### Written tasks
(a) Please copy the part of the passage on sequential consistency that begins at the words "Our formal definitions" and ends after the words "operations of p.".
(b) Put the lines of the entries from the line containing "Exercise. Mark every instance of the green metal" through the line containing "[(460, 395)]" into a Markdown table with the columns Row and Entry line. Number each line in Row, put the line itself in Entry line, and skip blank lines.

Our formal definitions of sequential consistency and linearizability follow. These definitions imply that every call gets an eventual response and that calls and responses alternate at each process. **Definition 2.1 (Sequential consistency)** An execution  $\sigma$  is sequentially consistent if there exists a legal sequence  $\tau$  of operations such that, for each process p, the restriction of  $ops(\sigma)$  to operations of p is equal to the restriction of  $\tau$  to operations of p.

**Definition 2.2 (Linearizability)** An execution  $\sigma$  is linearizable if there exists a legal sequence  $\tau$  of operations such that, for each process p, the restriction of  $ops(\sigma)$  to operations of p is equal to the restriction of  $\tau$  to operations of p, and furthermore, whenever the response for operation  $op_1$  precedes the call for operation  $op_2$  in  $ops(\sigma)$ , then  $op_1$  precedes  $op_2$  in  $\tau$ .

An mcs is a sequentially consistent implementation of a set of objects if any admissible execution of the mcs is sequentially consistent; similarly, an mcs is a *linearizable* implementation of a set of objects if any admissible execution of the mcs is sequentially consistent.

We measure the efficiency of an implementation by the worst-case response time for any operation on the object. Given a particular mcs and a read/write object X implemented by it, we denote by |W(X)| the maximum time taken by a write operation on X and by |R(X)| the maximum time taken by a read operation on X, in any admissible execution. Denote by |W| the maximum of |W(X)|, and by |R| the maximum of |R(X)|, over all objects X implemented by the mcs.

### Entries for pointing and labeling
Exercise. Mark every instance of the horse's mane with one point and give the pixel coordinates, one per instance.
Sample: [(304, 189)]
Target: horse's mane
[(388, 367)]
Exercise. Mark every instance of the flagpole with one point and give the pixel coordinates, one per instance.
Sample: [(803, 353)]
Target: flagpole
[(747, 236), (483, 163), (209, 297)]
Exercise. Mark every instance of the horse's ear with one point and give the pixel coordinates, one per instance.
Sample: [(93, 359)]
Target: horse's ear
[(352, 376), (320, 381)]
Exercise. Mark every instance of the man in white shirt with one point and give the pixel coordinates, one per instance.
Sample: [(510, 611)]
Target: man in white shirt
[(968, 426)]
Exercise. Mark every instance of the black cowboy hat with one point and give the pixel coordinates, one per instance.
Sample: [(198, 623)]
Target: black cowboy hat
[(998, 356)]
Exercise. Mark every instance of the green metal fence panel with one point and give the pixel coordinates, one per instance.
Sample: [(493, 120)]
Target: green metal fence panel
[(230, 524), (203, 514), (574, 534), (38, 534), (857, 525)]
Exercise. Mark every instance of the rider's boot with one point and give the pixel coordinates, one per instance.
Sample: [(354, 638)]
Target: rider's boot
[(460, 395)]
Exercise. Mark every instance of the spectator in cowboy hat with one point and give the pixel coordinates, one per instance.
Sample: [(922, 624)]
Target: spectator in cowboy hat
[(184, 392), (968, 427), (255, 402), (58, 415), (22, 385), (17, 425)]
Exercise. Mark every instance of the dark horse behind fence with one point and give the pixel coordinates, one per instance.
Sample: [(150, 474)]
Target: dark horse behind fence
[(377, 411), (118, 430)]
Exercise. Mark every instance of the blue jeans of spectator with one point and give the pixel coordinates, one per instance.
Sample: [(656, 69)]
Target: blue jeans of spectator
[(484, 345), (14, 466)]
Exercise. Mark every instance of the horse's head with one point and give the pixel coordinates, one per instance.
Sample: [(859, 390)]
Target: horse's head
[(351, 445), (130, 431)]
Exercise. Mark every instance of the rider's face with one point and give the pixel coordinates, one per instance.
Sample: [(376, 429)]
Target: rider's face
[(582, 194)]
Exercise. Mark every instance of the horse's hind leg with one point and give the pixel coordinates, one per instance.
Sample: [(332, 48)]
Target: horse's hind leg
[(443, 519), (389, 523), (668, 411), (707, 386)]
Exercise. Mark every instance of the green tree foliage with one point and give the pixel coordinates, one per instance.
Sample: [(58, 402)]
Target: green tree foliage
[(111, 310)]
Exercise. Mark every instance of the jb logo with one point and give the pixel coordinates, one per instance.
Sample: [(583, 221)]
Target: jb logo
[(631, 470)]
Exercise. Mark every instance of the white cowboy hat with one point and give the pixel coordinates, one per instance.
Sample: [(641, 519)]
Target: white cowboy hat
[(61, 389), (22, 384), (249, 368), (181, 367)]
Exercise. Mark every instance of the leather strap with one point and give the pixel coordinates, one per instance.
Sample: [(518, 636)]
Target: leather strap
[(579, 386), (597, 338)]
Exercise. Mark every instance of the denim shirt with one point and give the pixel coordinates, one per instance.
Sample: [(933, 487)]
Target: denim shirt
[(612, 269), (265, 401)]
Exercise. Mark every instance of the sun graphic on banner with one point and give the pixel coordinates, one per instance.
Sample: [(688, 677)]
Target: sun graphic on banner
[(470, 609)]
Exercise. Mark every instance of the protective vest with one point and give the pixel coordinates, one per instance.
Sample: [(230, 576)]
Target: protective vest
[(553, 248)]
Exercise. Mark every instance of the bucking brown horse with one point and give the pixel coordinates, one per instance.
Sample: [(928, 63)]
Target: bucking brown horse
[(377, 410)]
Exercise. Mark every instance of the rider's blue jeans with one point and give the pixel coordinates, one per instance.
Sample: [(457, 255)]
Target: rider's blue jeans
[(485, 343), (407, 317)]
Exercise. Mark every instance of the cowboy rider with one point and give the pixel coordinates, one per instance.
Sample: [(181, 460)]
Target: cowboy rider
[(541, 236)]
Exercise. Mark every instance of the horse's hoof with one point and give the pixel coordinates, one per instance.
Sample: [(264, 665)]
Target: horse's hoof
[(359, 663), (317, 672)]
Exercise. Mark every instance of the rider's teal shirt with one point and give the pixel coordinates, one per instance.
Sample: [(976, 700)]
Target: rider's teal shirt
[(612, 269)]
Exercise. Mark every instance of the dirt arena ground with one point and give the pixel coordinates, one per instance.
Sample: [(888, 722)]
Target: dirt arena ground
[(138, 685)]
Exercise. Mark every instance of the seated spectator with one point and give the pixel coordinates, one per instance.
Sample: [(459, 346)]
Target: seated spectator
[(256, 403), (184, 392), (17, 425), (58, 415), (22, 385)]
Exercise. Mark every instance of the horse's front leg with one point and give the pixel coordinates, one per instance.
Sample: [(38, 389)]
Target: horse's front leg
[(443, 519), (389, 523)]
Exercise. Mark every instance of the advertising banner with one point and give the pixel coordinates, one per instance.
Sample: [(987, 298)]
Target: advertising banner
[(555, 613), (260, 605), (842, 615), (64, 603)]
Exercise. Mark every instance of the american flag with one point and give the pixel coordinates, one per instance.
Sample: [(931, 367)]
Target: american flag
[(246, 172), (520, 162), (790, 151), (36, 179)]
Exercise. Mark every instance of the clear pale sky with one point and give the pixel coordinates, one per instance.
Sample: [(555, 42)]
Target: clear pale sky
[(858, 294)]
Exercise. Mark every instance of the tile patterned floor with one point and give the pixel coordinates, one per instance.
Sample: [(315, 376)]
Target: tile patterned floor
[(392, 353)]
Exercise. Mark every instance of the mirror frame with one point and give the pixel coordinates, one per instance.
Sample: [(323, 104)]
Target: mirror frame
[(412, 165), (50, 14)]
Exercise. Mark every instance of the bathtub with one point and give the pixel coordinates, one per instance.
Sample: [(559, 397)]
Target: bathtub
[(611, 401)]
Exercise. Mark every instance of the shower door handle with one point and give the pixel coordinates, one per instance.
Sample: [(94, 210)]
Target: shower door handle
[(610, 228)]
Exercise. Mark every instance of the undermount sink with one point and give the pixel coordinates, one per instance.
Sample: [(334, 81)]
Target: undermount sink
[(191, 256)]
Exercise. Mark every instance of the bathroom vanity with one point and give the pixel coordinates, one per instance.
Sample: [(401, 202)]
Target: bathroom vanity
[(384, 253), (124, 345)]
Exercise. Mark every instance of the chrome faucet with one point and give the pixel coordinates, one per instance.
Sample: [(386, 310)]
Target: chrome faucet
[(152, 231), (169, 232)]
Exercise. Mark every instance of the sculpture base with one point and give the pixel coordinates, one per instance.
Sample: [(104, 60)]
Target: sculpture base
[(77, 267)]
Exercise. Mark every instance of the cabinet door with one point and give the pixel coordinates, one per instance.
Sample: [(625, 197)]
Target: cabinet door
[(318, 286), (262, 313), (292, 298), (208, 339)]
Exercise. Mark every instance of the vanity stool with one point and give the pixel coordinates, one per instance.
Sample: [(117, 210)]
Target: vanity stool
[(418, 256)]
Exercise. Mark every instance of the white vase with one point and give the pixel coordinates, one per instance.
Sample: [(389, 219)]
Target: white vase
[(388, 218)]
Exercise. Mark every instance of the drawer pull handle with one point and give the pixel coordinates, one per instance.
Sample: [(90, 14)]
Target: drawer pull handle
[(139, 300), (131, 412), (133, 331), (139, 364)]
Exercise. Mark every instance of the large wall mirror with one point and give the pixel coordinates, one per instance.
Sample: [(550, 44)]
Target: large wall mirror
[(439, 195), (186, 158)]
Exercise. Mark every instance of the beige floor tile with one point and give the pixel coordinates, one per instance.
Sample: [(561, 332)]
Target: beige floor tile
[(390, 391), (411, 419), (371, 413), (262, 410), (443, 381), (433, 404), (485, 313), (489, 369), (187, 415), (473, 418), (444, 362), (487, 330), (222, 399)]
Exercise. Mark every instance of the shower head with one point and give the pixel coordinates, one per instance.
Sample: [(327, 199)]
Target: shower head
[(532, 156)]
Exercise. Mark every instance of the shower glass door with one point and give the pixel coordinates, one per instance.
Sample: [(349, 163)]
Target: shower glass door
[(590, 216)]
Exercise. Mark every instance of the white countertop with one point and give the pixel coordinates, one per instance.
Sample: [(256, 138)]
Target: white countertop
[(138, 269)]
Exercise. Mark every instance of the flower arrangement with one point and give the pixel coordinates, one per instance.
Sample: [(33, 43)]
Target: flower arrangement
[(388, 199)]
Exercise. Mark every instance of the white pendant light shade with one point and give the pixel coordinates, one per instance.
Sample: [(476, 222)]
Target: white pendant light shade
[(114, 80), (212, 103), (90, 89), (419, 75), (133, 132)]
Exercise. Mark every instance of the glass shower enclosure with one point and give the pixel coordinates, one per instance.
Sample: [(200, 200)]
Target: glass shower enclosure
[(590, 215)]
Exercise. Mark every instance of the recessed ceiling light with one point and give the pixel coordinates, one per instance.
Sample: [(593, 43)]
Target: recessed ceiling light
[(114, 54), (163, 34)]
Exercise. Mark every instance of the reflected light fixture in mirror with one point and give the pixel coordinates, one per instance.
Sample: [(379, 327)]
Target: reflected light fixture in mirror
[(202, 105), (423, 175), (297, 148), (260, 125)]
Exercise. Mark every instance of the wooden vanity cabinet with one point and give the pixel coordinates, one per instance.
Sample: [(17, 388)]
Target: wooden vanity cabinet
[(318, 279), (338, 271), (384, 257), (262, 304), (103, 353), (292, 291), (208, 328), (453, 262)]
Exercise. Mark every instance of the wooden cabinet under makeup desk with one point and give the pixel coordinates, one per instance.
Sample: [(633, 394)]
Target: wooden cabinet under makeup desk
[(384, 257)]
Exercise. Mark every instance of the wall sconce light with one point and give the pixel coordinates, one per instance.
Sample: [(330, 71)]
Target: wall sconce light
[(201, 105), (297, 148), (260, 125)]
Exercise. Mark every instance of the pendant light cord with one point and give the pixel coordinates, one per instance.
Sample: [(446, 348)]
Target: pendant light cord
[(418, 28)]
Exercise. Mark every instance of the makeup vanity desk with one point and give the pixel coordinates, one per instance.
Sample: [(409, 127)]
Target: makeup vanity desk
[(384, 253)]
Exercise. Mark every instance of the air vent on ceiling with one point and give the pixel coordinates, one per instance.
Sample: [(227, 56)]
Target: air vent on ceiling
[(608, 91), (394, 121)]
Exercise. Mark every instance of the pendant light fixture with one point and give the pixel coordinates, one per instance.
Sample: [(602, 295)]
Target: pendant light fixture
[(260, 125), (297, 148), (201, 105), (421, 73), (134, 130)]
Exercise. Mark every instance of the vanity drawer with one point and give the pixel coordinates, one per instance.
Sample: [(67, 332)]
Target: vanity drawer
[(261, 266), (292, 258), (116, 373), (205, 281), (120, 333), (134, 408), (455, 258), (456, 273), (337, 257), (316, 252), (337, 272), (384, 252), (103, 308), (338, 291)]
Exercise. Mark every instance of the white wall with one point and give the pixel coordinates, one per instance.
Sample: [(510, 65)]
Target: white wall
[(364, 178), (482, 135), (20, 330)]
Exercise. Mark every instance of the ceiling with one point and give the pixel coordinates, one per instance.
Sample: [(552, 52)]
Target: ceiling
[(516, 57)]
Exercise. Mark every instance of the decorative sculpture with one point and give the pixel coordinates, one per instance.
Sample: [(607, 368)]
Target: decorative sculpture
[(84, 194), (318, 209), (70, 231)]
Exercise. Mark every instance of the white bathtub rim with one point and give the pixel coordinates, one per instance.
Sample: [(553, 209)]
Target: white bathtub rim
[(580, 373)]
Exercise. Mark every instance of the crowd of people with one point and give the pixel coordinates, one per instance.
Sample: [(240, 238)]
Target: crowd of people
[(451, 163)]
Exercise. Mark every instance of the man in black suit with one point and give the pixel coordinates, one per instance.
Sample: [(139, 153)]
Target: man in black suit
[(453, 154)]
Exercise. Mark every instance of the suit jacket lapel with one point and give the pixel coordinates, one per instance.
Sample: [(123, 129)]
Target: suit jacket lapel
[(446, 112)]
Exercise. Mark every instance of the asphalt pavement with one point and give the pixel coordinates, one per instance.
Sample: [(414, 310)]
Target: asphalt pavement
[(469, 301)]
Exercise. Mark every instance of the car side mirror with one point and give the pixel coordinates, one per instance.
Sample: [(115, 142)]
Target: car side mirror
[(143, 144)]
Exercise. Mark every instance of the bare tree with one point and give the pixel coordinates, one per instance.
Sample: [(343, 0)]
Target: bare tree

### Replies
(a)
Our formal definitions of sequential consistency and linearizability follow. These definitions imply that every call gets an eventual response and that calls and responses alternate at each process. **Definition 2.1 (Sequential consistency)** An execution  $\sigma$  is sequentially consistent if there exists a legal sequence  $\tau$  of operations such that, for each process p, the restriction of  $ops(\sigma)$  to operations of p is equal to the restriction of  $\tau$  to operations of p.

(b)
| Row | Entry line |
|---|---|
| 1 | Exercise. Mark every instance of the green metal fence panel with one point and give the pixel coordinates, one per instance. |
| 2 | Sample: [(493, 120)] |
| 3 | Target: green metal fence panel |
| 4 | [(230, 524), (203, 514), (574, 534), (38, 534), (857, 525)] |
| 5 | Exercise. Mark every instance of the rider's boot with one point and give the pixel coordinates, one per instance. |
| 6 | Sample: [(354, 638)] |
| 7 | Target: rider's boot |
| 8 | [(460, 395)] |